> [Page text]
Paul Edward Goldschmidt (born September 10, 1987) is an American professional baseball first baseman for the St. Louis Cardinals of Major League Baseball (MLB).

Lightly recruited out of The Woodlands High School in The Woodlands, Texas, Goldschmidt played for the Texas State Bobcats, and was selected by the Arizona Diamondbacks in the eighth round of the 2009 MLB draft. He made his MLB debut with them in 2011, and they traded him to the Cardinals during the 2018–19 offseason.

Goldschmidt is a seven-time MLB All-Star. He led the National League (NL) in home runs and runs batted in during the 2013 season. He has won the NL Hank Aaron Award, Gold Glove Award, and Silver Slugger Award. Goldschmidt has twice finished runner-up for the NL Major League Baseball Most Valuable Player Award, in 2013 and 2015, before finally winning the award in 2022.

Early life
Goldschmidt was born in Wilmington, Delaware, on September 10, 1987. He grew up a Houston Astros fan. His parents, David and Kim, met at the Rochester Institute of Technology. His mother is Catholic and his father is Jewish. Goldschmidt and his two younger brothers were raised Catholic. His Jewish great-grandparents Paul and Ilse Goldschmidt and his grandfather, Ernie (who now lives in Fort Lauderdale, Florida), escaped Nazi Germany in 1938 before the Holocaust. Goldschmidt said he and his two brothers "know our Jewish history and we respect those beliefs. We had both sides of it as kids. My dad's side, my mom's side. We were exposed to all of it." The Goldschmidt family moved from Wilmington to Dallas, and then to Houston, because of the flooring company his family owns. He grew up in The Woodlands, Texas, and attended The Woodlands High School and played for their baseball team. They won the state championship in 2006, with Goldschmidt playing as the team's third baseman.

College career
He enrolled at Texas State University to play college baseball for the Texas State Bobcats baseball team. He was named the Southland Conference hitter of the year in 2008 and 2009, Southland player of the year in 2009, and was a third-team All-American as a junior in 2009 after hitting .352 with 18 home runs and 88 runs batted in (RBIs) in 57 games played. Goldschmidt set Bobcat career records with 36 home runs and 179 RBIs.

> [Prompt A] According to the Paul Goldschmidt biography, which team drafted him in 2009, and in what round?
> [Prompt B] Carry the Paul Goldschmidt biography forward, starting after its final sentence.

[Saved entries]
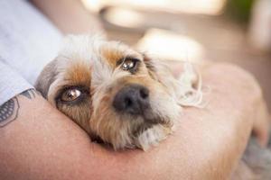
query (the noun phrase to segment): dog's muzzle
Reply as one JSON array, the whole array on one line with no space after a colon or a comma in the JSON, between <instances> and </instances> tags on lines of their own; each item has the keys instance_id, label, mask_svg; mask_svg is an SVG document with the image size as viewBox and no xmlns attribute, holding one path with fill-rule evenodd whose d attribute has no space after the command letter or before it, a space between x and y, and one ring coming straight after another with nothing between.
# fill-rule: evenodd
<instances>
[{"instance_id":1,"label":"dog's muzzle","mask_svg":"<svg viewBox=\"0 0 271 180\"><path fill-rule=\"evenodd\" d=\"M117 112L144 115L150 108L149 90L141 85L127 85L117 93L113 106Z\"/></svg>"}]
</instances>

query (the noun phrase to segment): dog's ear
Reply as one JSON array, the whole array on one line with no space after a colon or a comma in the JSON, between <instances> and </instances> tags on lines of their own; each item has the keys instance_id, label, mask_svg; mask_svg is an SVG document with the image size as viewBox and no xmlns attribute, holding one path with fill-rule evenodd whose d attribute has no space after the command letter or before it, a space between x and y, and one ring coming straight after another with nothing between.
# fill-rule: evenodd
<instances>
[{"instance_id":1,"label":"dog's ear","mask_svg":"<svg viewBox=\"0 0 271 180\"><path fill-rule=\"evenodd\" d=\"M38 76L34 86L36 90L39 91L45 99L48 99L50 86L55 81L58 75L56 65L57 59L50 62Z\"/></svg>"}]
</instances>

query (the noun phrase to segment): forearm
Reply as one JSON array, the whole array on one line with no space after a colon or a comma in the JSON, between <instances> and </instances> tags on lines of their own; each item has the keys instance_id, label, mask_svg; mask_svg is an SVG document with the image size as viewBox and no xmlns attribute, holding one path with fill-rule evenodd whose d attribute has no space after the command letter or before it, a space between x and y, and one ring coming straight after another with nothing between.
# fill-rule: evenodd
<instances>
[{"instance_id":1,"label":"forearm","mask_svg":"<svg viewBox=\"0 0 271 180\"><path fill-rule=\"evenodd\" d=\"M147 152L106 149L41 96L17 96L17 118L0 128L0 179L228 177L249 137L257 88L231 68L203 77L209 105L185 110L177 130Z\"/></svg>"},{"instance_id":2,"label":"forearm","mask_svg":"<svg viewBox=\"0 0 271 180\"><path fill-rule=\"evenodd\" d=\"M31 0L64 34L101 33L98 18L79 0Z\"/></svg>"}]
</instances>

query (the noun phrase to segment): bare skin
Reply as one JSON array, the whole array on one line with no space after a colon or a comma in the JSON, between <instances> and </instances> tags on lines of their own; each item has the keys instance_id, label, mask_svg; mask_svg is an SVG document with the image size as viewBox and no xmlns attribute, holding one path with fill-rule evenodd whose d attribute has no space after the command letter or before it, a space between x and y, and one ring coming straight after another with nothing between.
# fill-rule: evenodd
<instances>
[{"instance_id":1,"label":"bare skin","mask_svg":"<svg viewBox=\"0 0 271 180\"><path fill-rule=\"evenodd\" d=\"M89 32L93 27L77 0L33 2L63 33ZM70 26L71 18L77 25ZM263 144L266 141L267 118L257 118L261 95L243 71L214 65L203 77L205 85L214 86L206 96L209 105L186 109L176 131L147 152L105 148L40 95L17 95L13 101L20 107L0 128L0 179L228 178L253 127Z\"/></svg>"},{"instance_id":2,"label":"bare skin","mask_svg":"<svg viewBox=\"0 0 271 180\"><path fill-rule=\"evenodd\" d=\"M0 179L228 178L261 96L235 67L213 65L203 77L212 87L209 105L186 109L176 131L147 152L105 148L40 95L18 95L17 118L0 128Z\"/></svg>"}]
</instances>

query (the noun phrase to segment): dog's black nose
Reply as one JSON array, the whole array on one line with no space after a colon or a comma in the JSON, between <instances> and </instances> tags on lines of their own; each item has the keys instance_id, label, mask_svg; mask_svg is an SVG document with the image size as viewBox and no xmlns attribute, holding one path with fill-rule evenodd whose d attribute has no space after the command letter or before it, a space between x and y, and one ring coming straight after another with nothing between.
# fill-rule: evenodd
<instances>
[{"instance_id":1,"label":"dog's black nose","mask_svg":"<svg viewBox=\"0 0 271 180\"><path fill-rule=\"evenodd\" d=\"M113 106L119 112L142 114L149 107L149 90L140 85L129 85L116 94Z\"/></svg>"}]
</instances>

> [Answer box A] The Arizona Diamondbacks selected him in the eighth round.

> [Answer box B]
Professional career

Drafts and minor leagues
The Los Angeles Dodgers selected Goldschmidt in the 49th round of the 2006 MLB draft. The Dodgers knew he was a long shot to sign with them, but selected him nonetheless. Goldschmidt played with the son of one of the Dodgers' scouts. The Arizona Diamondbacks selected Goldschmidt in the eighth round, with the 246th overall selection, of the 2009 MLB draft. He signed with the Diamondbacks, receiving a $95,000 signing bonus. The Diamondbacks assigned Goldschmidt to the Missoula Osprey of the Rookie-level Pioneer League, where he hit .334 and 18 home runs along with 62 RBIs in his first 74 professional games. The 18 home runs were a Missoula franchise record. The following year, playing for the Visalia Rawhide in the Class A-Advanced California League, he hit 35 home runs, the most for all Class A players, and one behind Mike Moustakas and Mark Trumbo for the Joe Bauman Home Run Award. He was selected as an all-star and won the California League Most Valuable Player Award. He was also named the Arizona Diamondbacks Minor League Player of the Year.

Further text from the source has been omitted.